_Document section_:
Goo Goo Gaga
Some stars can reduce their fans to babies. Lady Gaga wants in.
What is a super-fan? I think immediately of the Beatles. There's that scene in A Hard Day's Night in which adoring fans chase the band. The guys are smiling — John and Paul and George and Ringo — but there is a note of hysteria. Madness has been unleashed, some special category of desire that has made physical contact with a Beatle more important than anything else in the universe.
I remember watching old footage of young girls screaming their brains out and then collapsing in a heap as The Beatles performed. I asked my parents what was wrong. It scared me. It seemed that something terrible was happening. These people were having an experience that was too much for them. They were willing to do anything, in my eyes: throw themselves from cliffs, rend flesh, erase their own personhood in the face of irrational yearning. I feared for their sanity and, perhaps, my own. I didn't like seeing people on the edge.
But that is me. Lady Gaga is composed of sturdier stuff. She wants nothing more than to stand out there, alone on the stage surrounded by a numberless, raving throng. She wants to bring back the super-fan.
"When I'm writing music, I'm thinking about the clothes I want to wear on stage. It's all about everything altogether — performance art, pop performance art, fashion. For me, it's everything coming together and being a real story that will bring back the super-fan. I want to bring that back. I want the imagery to be so strong that fans will want to eat and taste and lick every part of us."

_Data listing_:
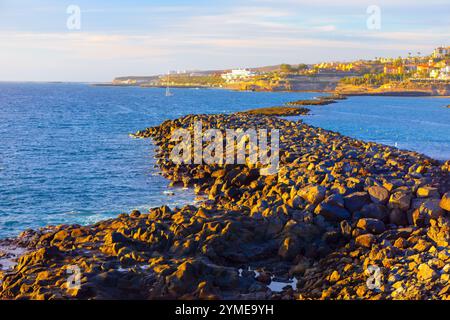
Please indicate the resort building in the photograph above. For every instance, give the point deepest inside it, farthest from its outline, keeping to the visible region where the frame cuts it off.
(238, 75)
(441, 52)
* * *
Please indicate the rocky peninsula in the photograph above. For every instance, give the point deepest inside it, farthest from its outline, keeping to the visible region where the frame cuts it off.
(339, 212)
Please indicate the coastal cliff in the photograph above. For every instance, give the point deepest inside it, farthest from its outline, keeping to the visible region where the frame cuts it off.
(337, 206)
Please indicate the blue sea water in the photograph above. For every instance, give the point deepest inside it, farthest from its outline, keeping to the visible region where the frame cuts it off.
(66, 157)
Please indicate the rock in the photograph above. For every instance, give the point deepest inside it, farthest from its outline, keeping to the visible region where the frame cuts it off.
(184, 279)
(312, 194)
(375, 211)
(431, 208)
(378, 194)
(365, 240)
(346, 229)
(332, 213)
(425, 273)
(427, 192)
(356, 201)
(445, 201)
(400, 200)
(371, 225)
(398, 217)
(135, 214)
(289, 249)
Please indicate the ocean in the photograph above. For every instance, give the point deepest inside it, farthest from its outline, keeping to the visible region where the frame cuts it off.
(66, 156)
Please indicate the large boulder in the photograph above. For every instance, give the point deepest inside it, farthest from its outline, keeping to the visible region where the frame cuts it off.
--
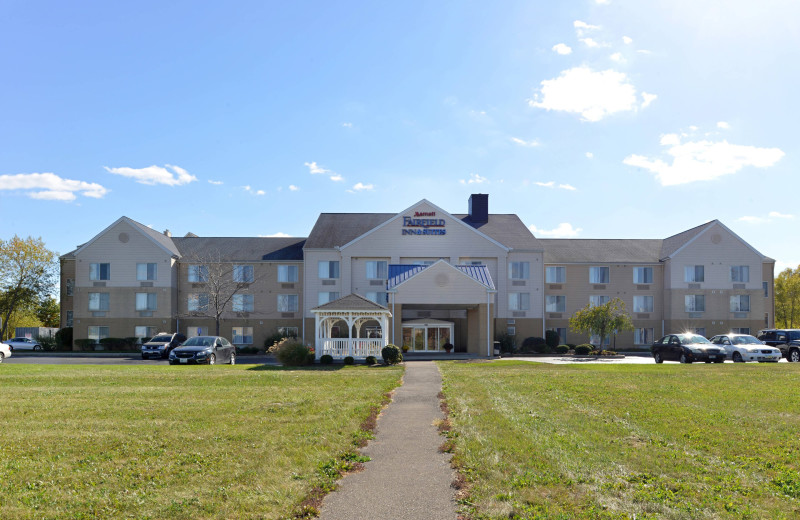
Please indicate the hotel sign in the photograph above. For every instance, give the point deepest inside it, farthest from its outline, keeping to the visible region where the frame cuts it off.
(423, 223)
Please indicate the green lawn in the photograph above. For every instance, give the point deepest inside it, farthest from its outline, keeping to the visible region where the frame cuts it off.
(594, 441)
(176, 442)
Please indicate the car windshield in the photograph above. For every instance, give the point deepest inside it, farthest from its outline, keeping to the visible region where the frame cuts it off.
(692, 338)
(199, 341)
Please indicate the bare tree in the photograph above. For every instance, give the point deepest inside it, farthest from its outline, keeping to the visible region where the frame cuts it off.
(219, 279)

_Set task A_: In the super-fan article, why did the old footage of screaming Beatles fans frighten the writer? Answer in one to three sentences.
_Set task B_: Please sum up the super-fan article in two sentences.
_Set task C_: In the super-fan article, which film has the scene where adoring fans chase the band?

_Output A_: It seemed to the writer that something terrible was happening, because the fans were having an experience that was too much for them. The writer believed they would do anything, even give up their own personhood, and feared for their sanity and perhaps the writer's own.

_Output B_: The writer links super-fans to the Beatles and recalls being scared as a child by footage of fans screaming and collapsing, seeing them as people on the edge. Lady Gaga, by contrast, wants to bring back the super-fan through music, stage clothes, performance art and fashion coming together, with imagery so strong that fans will want to eat and taste and lick every part of them.

_Output C_: A Hard Day's Night